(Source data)
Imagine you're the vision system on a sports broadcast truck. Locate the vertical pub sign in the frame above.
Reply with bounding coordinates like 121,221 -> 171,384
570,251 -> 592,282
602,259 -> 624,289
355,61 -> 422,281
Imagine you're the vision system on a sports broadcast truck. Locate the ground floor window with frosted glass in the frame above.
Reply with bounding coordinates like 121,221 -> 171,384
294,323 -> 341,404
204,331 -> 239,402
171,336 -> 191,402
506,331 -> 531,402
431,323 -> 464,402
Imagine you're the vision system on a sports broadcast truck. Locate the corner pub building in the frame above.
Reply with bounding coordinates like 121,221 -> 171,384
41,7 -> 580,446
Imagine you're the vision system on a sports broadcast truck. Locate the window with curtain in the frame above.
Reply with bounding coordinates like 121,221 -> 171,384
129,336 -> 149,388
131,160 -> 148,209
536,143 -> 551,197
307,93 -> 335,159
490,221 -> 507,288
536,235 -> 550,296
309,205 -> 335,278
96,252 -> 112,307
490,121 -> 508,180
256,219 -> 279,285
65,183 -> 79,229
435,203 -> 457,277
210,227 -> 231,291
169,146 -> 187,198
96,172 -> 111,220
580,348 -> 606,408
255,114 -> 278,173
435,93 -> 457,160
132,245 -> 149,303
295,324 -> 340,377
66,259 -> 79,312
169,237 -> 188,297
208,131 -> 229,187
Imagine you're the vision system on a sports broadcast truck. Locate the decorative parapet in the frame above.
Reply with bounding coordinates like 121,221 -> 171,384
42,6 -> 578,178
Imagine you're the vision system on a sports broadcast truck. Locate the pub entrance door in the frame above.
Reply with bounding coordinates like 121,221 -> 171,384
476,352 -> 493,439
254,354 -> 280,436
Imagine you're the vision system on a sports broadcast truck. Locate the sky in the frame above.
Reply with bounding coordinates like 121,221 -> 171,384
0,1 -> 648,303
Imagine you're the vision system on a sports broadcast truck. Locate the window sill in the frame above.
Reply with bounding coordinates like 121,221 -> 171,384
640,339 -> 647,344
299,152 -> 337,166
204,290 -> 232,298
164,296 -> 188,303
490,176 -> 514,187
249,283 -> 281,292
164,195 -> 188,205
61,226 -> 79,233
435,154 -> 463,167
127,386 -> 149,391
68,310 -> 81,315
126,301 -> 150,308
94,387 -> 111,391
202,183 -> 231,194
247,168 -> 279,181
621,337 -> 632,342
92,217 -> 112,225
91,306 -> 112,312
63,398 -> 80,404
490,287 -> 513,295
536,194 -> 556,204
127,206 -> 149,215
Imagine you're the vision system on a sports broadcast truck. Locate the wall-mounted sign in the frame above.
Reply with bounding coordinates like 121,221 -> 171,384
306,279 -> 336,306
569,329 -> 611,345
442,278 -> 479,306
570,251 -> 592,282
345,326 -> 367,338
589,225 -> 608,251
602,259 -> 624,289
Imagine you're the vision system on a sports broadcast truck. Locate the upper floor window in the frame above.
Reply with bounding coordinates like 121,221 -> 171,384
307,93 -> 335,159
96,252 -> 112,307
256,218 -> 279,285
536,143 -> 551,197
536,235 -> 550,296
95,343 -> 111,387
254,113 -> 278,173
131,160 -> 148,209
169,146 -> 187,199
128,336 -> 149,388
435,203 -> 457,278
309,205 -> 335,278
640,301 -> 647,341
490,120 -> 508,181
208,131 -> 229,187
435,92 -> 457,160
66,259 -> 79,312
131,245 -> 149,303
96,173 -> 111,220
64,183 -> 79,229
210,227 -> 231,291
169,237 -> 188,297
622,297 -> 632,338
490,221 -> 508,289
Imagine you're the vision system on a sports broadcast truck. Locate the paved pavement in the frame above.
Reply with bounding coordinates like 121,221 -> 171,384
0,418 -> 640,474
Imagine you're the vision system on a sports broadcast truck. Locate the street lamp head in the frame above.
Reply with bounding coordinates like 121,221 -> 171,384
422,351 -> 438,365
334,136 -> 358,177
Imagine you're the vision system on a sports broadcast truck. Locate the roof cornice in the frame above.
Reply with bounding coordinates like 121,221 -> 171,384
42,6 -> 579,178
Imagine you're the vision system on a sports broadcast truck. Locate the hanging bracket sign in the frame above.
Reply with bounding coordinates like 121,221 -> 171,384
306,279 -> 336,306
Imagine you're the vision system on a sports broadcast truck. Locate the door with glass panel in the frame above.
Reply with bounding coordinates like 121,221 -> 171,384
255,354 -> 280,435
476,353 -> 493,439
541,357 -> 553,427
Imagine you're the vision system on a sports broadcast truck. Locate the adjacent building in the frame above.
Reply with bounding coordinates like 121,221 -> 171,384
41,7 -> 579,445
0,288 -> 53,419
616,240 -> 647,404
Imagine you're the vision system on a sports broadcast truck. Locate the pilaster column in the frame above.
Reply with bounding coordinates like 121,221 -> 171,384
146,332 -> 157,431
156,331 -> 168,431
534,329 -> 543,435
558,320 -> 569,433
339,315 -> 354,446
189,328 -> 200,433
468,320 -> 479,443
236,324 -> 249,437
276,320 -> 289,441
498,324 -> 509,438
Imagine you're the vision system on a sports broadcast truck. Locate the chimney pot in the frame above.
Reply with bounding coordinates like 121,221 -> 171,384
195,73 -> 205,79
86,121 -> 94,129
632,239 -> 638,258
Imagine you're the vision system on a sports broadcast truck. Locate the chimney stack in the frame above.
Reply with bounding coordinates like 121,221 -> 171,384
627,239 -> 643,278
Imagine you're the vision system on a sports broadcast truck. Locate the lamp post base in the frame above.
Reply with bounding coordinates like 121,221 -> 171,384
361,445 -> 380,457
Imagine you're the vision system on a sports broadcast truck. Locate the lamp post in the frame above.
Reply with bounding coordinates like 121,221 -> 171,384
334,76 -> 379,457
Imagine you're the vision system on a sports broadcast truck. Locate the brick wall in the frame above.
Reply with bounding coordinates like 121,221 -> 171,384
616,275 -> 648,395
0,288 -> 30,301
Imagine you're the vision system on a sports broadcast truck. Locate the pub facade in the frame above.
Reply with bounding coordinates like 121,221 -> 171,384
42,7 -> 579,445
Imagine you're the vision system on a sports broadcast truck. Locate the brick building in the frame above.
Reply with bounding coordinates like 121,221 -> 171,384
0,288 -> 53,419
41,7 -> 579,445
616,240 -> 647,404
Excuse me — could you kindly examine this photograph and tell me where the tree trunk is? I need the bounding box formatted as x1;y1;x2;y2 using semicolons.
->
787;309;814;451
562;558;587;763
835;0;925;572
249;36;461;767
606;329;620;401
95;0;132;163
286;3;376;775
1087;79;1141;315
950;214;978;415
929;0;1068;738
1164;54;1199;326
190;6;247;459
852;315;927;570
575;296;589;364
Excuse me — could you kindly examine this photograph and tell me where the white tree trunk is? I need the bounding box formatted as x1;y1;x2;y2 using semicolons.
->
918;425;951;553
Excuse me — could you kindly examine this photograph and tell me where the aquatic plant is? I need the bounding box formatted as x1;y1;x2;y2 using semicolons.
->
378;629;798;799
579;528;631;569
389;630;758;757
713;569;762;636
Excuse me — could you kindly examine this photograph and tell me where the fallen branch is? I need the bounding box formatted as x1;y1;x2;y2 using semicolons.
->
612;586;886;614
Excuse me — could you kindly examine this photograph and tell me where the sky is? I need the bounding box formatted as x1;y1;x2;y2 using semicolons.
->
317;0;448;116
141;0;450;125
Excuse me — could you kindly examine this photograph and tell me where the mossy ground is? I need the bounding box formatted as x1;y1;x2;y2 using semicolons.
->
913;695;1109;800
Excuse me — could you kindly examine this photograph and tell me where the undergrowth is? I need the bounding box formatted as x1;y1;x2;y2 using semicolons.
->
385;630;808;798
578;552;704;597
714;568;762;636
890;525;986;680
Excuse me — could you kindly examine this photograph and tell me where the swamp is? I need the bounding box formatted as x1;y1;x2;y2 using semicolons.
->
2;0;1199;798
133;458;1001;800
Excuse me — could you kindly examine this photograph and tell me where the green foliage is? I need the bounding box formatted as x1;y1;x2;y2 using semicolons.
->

*EXERCISE*
From the entries above, copy every line containing the word "sign".

*EXERCISE OUTPUT*
Imagine you're the vision system on a sports broadcast truck. Locate the vertical pub sign in the frame above.
Imagine you're the vision system on a sports broadcast truck. Locate the wall-mounted sign in the frame above.
Imagine you're the vision system on a sports broadcast truck. Locate the hanging bracket sign in the frame above.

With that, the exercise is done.